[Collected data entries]
- - -

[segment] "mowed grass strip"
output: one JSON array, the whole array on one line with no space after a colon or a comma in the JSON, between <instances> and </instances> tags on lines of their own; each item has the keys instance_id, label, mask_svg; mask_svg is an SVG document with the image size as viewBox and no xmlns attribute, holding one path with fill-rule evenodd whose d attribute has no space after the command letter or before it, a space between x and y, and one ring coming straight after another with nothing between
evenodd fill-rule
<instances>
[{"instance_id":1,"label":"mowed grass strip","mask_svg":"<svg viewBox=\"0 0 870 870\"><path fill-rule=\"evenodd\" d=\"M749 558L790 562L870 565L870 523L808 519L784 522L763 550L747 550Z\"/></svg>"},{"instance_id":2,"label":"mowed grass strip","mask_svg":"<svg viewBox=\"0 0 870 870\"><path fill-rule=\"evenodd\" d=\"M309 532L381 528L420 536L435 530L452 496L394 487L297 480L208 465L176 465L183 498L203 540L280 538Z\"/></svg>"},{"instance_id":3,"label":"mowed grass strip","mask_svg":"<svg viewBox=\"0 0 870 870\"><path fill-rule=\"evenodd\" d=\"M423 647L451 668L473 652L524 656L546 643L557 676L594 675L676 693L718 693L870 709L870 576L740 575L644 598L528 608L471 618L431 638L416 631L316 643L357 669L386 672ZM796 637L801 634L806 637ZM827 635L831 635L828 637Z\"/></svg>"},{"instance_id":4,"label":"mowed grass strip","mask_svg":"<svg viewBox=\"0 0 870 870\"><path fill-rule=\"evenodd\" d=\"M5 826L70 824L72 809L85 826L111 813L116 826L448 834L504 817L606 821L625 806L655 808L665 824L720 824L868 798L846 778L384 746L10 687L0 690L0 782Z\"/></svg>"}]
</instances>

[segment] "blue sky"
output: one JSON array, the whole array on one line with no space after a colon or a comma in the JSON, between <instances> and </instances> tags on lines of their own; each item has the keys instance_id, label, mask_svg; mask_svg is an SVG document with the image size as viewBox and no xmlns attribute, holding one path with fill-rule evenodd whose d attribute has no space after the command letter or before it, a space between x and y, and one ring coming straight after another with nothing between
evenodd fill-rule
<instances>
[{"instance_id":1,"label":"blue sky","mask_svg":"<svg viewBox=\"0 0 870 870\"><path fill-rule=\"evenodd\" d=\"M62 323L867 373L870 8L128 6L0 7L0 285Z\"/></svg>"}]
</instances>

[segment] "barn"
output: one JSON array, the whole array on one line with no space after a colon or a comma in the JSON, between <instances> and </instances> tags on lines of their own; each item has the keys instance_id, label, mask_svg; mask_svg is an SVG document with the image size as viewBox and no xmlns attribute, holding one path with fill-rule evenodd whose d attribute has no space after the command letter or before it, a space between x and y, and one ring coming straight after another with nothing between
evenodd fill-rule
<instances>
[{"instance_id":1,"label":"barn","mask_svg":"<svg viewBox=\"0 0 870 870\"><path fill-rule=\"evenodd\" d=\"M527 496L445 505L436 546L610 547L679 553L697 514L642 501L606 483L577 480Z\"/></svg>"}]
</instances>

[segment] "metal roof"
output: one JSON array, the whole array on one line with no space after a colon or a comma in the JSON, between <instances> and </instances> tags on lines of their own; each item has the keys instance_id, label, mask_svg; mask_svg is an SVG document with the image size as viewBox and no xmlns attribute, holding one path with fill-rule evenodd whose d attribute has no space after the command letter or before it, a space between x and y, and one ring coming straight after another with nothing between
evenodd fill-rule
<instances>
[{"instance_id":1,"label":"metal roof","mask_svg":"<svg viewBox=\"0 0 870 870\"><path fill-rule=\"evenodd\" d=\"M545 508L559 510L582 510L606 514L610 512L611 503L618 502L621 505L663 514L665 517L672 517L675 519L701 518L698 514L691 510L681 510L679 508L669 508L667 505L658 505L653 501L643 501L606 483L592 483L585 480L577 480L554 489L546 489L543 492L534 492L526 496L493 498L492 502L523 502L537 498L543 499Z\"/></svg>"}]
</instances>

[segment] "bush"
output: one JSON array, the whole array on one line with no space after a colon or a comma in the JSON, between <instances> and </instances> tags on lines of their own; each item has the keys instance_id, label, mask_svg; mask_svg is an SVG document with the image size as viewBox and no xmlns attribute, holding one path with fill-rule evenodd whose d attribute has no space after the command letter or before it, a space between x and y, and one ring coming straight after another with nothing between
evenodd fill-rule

- - -

## Work required:
Gather every line of the material above that contains the string "segment". Treat uppercase and lowercase letters as distinct.

## Exercise output:
[segment] "mowed grass strip"
[segment] "blue sky"
[segment] "barn"
[segment] "metal roof"
[segment] "bush"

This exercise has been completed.